##### GEZEIGTER TEXTAUSZUG

„Dürfen nicht im Klein-Klein verharren“: Klaus Holetschek, Chef der CSU-Fraktion. © Bayer/dpa
München – Zum Start gab‘s ein Lob, es klang etwas gönnerhaft. Wer sich mit seinem neuen Fraktionschef anlegen wolle, dem wünsche er „viel Freude“, sagte Markus Söder im Oktober 2023. Gemeint war: Von Duellen mit Klaus Holetschek könne man sich Schrammen holen, am besten die Opposition oder die Freien Wähler. An die freundlichen Worte denkt man in diesen Tagen wieder zurück: Denn jetzt steht im Raum, ob es bald Söder ist, der im Konflikt mit Holetschek viel Freude erleben wird. Oder auch nicht.
Der Fraktionschef, genau zwei Jahre im Amt, rückt gerade ins Zentrum einer Grundsatzfrage der Landespolitik: Bricht Bayern in der Krise nochmal mit dem Prinzip und Stoiber-Erbe der ausgeglichenen Haushalte? Macht neue Schulden, um gegen die Flaute anzuinvestieren? Söder ist dafür sehr offen, eine Maximalsumme von zwei Milliarden Euro pro Jahr steht im Raum. In der Landtagsfraktion gibt es, wie diese Woche bei einer internen Aussprache deutlich wurde, große Bedenken. Kleinere Summen, nur einmalig, mit strengem Rückzahlplan, forderten Abgeordnete. Holetschek steht nun in der Mitte und muss das aussteuern.
Festgelegt auf ein Ja/Nein hat er sich bisher nicht. „Es darf kein Dogma sein, keine neuen Schulden zu machen“, sagt der 61-Jährige. Er spricht aber von einem Dreiklang aus „reformieren, konsolidieren, investieren“. Seine Forderung: „Wir müssen jetzt den Einstieg in eine Staatsreform finden und uns ehrlich fragen, welche Aufgaben wirklich zentral sind“, Zuständigkeiten und Strukturen hinterfragen. Er will einen großen Schnitt: „Wir dürfen nicht im Klein-Klein verharren.“ Söder hat sich eine tiefe Staatsreform, Einschnitte bei Behörden, noch nicht zu eigen gemacht. Er hat lediglich abstrakt zugesagt, 10 000 Stellen bis 2040 abzubauen.

##########
##### DATENAUSZÜGE

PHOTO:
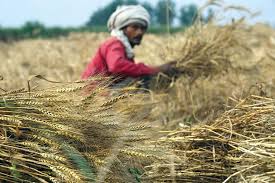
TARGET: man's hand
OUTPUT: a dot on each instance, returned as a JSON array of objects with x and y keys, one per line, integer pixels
[{"x": 168, "y": 67}]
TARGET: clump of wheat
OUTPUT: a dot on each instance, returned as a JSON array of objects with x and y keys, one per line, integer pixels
[
  {"x": 72, "y": 133},
  {"x": 238, "y": 147}
]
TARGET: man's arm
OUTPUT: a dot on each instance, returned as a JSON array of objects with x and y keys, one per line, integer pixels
[{"x": 119, "y": 64}]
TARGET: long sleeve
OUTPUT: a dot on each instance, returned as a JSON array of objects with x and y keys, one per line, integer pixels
[{"x": 119, "y": 64}]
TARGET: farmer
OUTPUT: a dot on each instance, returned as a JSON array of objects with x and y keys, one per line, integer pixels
[{"x": 115, "y": 57}]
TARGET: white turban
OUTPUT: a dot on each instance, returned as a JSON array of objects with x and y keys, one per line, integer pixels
[{"x": 125, "y": 15}]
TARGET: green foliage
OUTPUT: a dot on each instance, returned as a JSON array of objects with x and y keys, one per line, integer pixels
[
  {"x": 100, "y": 17},
  {"x": 80, "y": 162}
]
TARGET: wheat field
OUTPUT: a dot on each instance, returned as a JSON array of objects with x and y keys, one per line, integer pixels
[{"x": 212, "y": 122}]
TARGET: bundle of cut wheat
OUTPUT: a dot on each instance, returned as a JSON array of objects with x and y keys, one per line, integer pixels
[{"x": 237, "y": 147}]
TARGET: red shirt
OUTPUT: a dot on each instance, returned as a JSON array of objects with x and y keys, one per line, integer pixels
[{"x": 111, "y": 59}]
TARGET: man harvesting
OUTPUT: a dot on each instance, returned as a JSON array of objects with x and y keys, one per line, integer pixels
[{"x": 115, "y": 57}]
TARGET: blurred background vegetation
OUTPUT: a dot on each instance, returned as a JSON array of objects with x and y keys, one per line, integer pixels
[{"x": 178, "y": 21}]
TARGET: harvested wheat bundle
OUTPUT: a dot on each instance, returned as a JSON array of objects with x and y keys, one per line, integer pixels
[
  {"x": 205, "y": 50},
  {"x": 237, "y": 147},
  {"x": 72, "y": 133}
]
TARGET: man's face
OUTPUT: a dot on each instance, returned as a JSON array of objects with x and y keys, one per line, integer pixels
[{"x": 135, "y": 32}]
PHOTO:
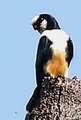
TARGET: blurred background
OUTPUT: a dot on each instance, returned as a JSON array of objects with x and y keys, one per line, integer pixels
[{"x": 18, "y": 43}]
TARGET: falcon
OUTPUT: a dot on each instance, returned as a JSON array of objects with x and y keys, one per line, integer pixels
[{"x": 54, "y": 53}]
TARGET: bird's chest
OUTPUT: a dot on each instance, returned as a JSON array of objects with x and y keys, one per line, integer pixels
[{"x": 57, "y": 65}]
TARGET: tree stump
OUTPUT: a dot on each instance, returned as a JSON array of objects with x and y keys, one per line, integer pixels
[{"x": 60, "y": 100}]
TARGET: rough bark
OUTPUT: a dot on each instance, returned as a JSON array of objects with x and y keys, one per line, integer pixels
[{"x": 60, "y": 100}]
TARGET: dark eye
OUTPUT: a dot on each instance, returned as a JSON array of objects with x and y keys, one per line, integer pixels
[{"x": 42, "y": 18}]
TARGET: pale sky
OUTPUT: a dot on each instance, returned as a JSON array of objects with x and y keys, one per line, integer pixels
[{"x": 18, "y": 42}]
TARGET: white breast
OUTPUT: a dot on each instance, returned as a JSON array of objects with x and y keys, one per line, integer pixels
[{"x": 58, "y": 37}]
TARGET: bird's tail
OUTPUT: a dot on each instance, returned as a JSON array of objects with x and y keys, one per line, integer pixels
[{"x": 34, "y": 100}]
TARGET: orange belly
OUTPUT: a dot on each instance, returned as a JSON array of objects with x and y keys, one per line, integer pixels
[{"x": 57, "y": 65}]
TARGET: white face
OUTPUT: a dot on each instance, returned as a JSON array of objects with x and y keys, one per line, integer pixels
[
  {"x": 43, "y": 26},
  {"x": 42, "y": 23}
]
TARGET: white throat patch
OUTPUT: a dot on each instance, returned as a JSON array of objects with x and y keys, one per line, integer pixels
[{"x": 43, "y": 25}]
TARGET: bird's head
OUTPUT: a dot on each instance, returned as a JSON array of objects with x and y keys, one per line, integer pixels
[{"x": 44, "y": 22}]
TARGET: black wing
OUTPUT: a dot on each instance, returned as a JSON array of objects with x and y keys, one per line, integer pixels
[
  {"x": 43, "y": 54},
  {"x": 69, "y": 51}
]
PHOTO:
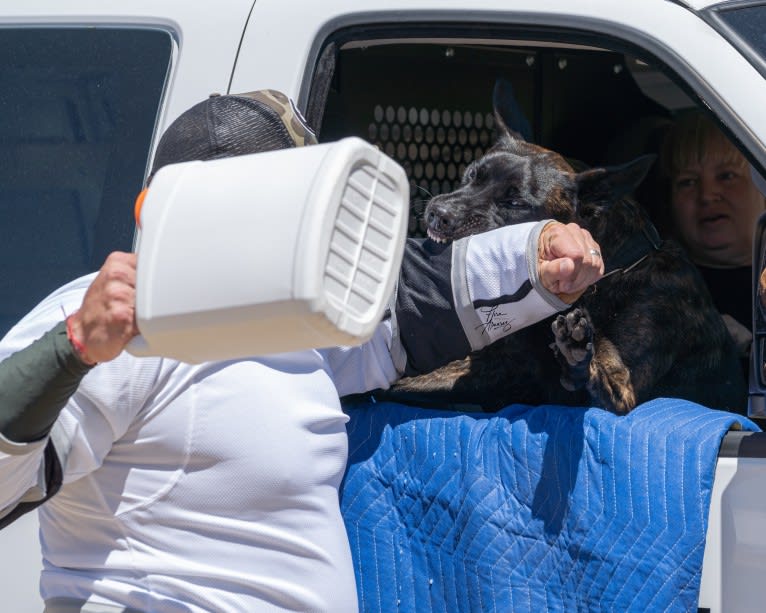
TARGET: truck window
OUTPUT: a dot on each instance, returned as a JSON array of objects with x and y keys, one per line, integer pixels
[
  {"x": 78, "y": 108},
  {"x": 432, "y": 111}
]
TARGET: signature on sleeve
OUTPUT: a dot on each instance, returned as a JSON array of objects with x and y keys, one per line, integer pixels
[{"x": 494, "y": 320}]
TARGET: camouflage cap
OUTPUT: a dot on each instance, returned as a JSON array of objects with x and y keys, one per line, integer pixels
[{"x": 235, "y": 124}]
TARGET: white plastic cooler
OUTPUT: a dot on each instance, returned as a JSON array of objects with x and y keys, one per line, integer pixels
[{"x": 270, "y": 252}]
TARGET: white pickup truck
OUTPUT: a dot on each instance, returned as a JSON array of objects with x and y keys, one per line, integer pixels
[{"x": 87, "y": 87}]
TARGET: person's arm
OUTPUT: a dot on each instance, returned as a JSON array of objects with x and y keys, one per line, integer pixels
[
  {"x": 35, "y": 384},
  {"x": 457, "y": 298},
  {"x": 37, "y": 381},
  {"x": 487, "y": 286}
]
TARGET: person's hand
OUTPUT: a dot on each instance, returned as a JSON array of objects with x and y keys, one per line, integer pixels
[
  {"x": 568, "y": 260},
  {"x": 105, "y": 322}
]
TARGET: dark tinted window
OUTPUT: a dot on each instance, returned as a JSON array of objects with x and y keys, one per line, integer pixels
[
  {"x": 77, "y": 113},
  {"x": 750, "y": 24}
]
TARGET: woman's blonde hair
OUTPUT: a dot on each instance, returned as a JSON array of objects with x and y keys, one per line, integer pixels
[{"x": 692, "y": 139}]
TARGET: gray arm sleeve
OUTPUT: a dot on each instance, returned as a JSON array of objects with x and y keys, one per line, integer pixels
[{"x": 35, "y": 384}]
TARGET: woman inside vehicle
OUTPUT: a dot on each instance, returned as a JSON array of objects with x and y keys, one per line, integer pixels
[{"x": 714, "y": 209}]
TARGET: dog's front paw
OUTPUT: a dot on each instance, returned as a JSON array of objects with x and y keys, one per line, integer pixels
[{"x": 573, "y": 347}]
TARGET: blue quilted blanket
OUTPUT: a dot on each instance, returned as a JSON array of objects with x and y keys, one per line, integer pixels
[{"x": 530, "y": 509}]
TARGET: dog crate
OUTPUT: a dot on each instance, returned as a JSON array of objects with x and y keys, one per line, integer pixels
[{"x": 427, "y": 102}]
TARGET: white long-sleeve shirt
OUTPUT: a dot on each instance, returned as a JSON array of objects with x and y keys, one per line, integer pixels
[{"x": 214, "y": 487}]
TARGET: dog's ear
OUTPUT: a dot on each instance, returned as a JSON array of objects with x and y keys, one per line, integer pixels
[
  {"x": 609, "y": 183},
  {"x": 509, "y": 118}
]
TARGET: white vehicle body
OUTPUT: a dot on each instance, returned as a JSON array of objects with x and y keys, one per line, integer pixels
[{"x": 244, "y": 45}]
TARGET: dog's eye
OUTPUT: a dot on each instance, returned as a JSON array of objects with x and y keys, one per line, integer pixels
[{"x": 512, "y": 197}]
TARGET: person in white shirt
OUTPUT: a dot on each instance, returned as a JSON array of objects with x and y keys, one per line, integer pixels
[{"x": 214, "y": 487}]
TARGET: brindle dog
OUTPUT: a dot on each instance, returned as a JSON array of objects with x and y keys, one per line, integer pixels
[{"x": 647, "y": 329}]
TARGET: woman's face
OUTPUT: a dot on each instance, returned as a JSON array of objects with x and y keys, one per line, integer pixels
[{"x": 716, "y": 206}]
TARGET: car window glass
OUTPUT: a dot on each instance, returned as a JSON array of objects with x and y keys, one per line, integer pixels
[
  {"x": 78, "y": 108},
  {"x": 750, "y": 24}
]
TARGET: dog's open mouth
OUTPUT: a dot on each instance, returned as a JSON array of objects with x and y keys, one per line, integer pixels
[
  {"x": 438, "y": 238},
  {"x": 713, "y": 219}
]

##########

▶ **ARBEITSAUFTRAG 1**: Kannst du im Artikel über Klaus Holetschek den Abschnitt beginnend mit „Der Fraktionschef, genau“ und weiter bis „muss das aussteuern.“ aktualisiert wiedergeben, wobei „zwei Milliarden Euro“ durch „drei Milliarden Euro“ ersetzt wird?
▶ **ARBEITSAUFTRAG 2**: Wie lässt sich der Artikel über Klaus Holetschek in genau zwei Sätzen zusammenfassen?
▶ **ARBEITSAUFTRAG 3**: Wie könnte der Artikel über Klaus Holetschek nach seinem letzten Satz weitergehen? Führe ihn fort.

▶ **ÜBUNGSERGEBNIS 1**:
Der Fraktionschef, genau zwei Jahre im Amt, rückt gerade ins Zentrum einer Grundsatzfrage der Landespolitik: Bricht Bayern in der Krise nochmal mit dem Prinzip und Stoiber-Erbe der ausgeglichenen Haushalte? Macht neue Schulden, um gegen die Flaute anzuinvestieren? Söder ist dafür sehr offen, eine Maximalsumme von drei Milliarden Euro pro Jahr steht im Raum. In der Landtagsfraktion gibt es, wie diese Woche bei einer internen Aussprache deutlich wurde, große Bedenken. Kleinere Summen, nur einmalig, mit strengem Rückzahlplan, forderten Abgeordnete. Holetschek steht nun in der Mitte und muss das aussteuern.

▶ **ÜBUNGSERGEBNIS 2**: Bayern steht vor der Frage, ob es in der Krise neue Schulden machen soll: Söder ist dafür sehr offen, in der Landtagsfraktion gibt es dagegen große Bedenken, und Fraktionschef Klaus Holetschek muss dazwischen aussteuern. Holetschek hat sich nicht auf Ja oder Nein festgelegt, fordert aber einen Dreiklang aus Reformieren, Konsolidieren und Investieren sowie den Einstieg in eine Staatsreform, die Söder sich noch nicht zu eigen gemacht hat.

▶ **ÜBUNGSERGEBNIS 3**:
Was nützlich sein wird in diesem Konflikt: Holetschek hat das Vertrauen aller Seiten, sogar ehrliche Sympathie. Die Abgeordneten, die den früheren Gesundheitsminister 2023 mit 84 von 85 Stimmen ins Amt hievten, trauen ihm weiterhin, auch die aufstrebenden Jüngeren. Der Einfluss der Fraktion im Söder-zentrierten CSU-Kosmos ist zuletzt etwas gestiegen, das eher mit Kreativität als Krawall. Holetschek setzte mit dem „Bayern-Jahr“, einem Zwischenschritt für ein verpflichtendes Gesellschaftsjahr, einen eigenen Pflock in der Wehrpflicht-Debatte, auch ohne überschäumende Söder-Begeisterung. Seine Abgeordneten legten bei der letzten Klausur in Banz in Teilen griffige Konzepte für eine mutigere Verwaltungsreform („Bayern-Update“) vor.
Holetschek hat in den zwei Jahren nie den offenen Konflikt mit dem Ministerpräsidenten gesucht; wie es ab und zu bei Stoiber und seinen Fraktionschefs, darunter der legendäre Alois Glück, der Fall war. Im Gegenteil: Der Draht zu Söder ist ungewöhnlich eng. Die beiden Frühaufsteher telefonieren jeden Morgen noch vor sieben Uhr, meistens im Tagesverlauf noch ein, zwei Mal. Eine Start-Zeit, zu der (höflich umschrieben) von seinem Vorgänger Thomas Kreuzer noch kein Anruf zu erwarten war.
Was wohl hilft dabei: Holetschek ist einerseits uneitel, jedenfalls murmelt er sich nicht durch Journalistenrunden mit der Botschaft, sich das Ministerpräsidentenamt eigentlich auch zuzutrauen. Allenfalls wäre er sehr gerne Bundesgesundheitsminister geworden. Hat nicht geklappt, nimmt er ohne Groll hin.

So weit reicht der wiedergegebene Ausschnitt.